- 有料閲覧
- 文献概要
- 1ページ目
- 参考文献
- サイト内被引用
はじめに
エビデンスに基づく実践(evidence-based practice;以下EBP)という用語は,臨床をはじめとして広く活用されるようになっている。EBPは,従来EBM(evidence-based medicine)またはEBN(evidence-based nursing)という表記のように,専門領域に応じて用いられてきたが,EBP自体が,多職種による学際的な取り組みであることを背景として,現在では専門領域を問わずEBPという表記が一般的に用いられるようになっている。本稿でもこうした理由で,EBPという用語を用いることとする。
まずは簡単に,看護におけるEBPの代表的な定義について紹介しておきたい。それは,看護におけるEBPとは,「最適なケアの決定のために,利用可能な最良のエビデンスと,看護の臨床的専門技能,そして患者・家族の選択(preference)の三者を結合するプロセスである」とするTitlerらによる定義である(Titler, Mentes, Rakel, Abbott & Baumler, 1999)。

● **提供一覧**:
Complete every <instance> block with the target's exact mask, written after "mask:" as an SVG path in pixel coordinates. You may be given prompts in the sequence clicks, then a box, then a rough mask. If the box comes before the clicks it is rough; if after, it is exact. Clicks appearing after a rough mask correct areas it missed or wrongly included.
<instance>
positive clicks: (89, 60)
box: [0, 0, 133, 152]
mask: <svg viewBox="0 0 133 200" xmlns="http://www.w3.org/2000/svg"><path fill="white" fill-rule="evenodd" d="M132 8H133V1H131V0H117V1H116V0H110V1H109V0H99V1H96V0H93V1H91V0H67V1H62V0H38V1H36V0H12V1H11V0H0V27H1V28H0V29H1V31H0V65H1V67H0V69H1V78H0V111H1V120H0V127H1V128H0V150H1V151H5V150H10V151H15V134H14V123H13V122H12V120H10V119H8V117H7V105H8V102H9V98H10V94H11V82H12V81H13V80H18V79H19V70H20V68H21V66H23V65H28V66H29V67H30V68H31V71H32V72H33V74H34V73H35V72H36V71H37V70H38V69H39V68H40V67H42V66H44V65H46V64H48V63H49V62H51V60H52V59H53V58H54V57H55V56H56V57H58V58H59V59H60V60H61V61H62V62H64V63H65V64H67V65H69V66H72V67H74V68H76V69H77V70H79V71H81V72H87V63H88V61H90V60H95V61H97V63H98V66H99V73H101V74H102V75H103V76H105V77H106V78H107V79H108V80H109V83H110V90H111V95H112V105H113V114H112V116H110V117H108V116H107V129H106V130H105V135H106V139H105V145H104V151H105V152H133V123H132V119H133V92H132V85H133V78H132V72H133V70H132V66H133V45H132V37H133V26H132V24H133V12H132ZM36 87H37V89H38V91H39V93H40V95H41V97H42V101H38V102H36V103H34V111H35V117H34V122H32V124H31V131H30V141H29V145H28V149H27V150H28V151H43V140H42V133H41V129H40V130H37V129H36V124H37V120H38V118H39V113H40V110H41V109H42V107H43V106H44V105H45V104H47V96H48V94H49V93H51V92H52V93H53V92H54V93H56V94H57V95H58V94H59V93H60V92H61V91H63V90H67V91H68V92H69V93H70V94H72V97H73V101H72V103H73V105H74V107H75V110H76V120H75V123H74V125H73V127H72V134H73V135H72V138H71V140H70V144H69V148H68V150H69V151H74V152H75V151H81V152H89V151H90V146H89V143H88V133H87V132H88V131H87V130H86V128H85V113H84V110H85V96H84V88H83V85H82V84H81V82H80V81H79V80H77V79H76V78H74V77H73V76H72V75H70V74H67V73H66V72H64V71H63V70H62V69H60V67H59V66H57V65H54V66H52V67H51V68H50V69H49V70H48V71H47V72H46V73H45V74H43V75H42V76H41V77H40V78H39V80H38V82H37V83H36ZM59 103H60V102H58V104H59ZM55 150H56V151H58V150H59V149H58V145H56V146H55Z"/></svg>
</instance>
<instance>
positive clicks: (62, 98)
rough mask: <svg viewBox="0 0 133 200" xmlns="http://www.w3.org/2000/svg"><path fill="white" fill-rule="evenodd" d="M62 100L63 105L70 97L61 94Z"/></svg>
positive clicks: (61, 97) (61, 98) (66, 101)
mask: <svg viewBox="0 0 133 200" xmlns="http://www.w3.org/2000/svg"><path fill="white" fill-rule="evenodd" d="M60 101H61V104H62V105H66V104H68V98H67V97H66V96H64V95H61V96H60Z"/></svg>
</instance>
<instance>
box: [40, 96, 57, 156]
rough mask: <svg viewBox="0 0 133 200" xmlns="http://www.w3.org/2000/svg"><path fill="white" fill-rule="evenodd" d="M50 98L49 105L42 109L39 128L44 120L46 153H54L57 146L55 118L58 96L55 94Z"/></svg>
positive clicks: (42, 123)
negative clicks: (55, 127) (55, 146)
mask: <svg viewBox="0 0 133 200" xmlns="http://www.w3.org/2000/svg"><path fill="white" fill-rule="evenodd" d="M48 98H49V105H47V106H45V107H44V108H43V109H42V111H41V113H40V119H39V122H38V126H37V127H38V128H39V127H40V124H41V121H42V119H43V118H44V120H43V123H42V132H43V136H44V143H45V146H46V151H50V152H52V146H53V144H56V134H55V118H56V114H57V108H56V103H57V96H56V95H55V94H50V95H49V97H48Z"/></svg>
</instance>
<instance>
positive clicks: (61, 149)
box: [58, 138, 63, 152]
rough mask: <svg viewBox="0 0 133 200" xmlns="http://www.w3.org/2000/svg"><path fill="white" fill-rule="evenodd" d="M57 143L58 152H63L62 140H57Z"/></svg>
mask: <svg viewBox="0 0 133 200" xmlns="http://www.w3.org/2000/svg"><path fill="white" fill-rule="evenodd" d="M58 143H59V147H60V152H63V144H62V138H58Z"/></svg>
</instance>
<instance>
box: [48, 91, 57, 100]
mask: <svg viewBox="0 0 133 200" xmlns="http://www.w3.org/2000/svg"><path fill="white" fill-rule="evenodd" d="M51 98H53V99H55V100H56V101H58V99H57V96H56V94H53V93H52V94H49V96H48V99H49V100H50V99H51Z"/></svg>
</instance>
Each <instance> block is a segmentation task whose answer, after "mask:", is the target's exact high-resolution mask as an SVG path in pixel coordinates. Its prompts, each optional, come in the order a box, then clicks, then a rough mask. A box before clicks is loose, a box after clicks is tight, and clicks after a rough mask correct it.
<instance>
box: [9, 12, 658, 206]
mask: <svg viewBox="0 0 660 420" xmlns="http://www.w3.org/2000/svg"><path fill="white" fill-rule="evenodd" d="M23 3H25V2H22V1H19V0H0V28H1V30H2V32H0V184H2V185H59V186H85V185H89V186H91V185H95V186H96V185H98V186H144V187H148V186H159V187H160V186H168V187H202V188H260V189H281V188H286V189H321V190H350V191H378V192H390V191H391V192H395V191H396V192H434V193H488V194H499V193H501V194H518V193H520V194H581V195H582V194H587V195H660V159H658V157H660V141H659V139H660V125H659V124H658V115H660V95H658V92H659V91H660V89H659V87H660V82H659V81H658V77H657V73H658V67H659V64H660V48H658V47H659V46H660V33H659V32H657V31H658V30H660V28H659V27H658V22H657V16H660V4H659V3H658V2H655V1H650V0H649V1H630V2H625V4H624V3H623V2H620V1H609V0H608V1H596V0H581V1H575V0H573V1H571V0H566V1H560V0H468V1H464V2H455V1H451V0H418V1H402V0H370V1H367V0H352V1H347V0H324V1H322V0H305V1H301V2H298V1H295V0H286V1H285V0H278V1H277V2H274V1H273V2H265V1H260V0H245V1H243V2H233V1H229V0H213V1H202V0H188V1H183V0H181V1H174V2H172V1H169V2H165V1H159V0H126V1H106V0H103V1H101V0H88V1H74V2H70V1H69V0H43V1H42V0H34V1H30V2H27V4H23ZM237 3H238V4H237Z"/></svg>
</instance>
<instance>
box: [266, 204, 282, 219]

● **課題内容**:
看護におけるEBPを扱った上の本文について、Titlerらの定義を引いた最後の文の後から続きを書いてください。

● **課題の結果**:
EBPは,欧米を中心として,医学領域では1990年代に,そして2000年代には看護学領域において重大な関心事となり,看護実践のなかに取り入れられてさまざまな議論を生んだ。日本でも,2000(平成12)年には看護系のEBP専門雑誌(『EB Nursing』)が発刊され,EBPに関する書籍も多数出版されるようになるなど,EBPは普及しつつあるといえる。EBPに関する研究も世界的に盛んに行なわれており,例えばCINAHLによる検索では,Major Subject(主要検索用語)を“Nursing Practice(看護実践),Evidence-Based(エビデンスに基づく)”とし,出版年を2000年以降に絞り込んだとしても,そのヒット数は約2500(2010年2月現在)にものぼる。このように,EBPの重要性は国際的な認知を得ており,“EBPムーブメント”と称されるようなトレンドとなっているともいえよう。
しかし,EBPの概要は説明できても,臨床現場において実際どのように推進していけばよいか,その方略を熟知している研究者・実践者はまだ少ないのが日本の現状であろう。本焦点の主眼は,EBPの基本的な知識や考え方だけではなく,EBPの実行(implementation)を推進するためのモデルや方略である。本稿では,次稿以降で紹介する,EBPの実行を推進するための,米国で開発された概念モデルとその実践・介入例に先立って,まずは看護におけるEBPの重要性とその概要,EBPに対する批判と障壁(バリア),EBP実行の方略の概要について紹介したい。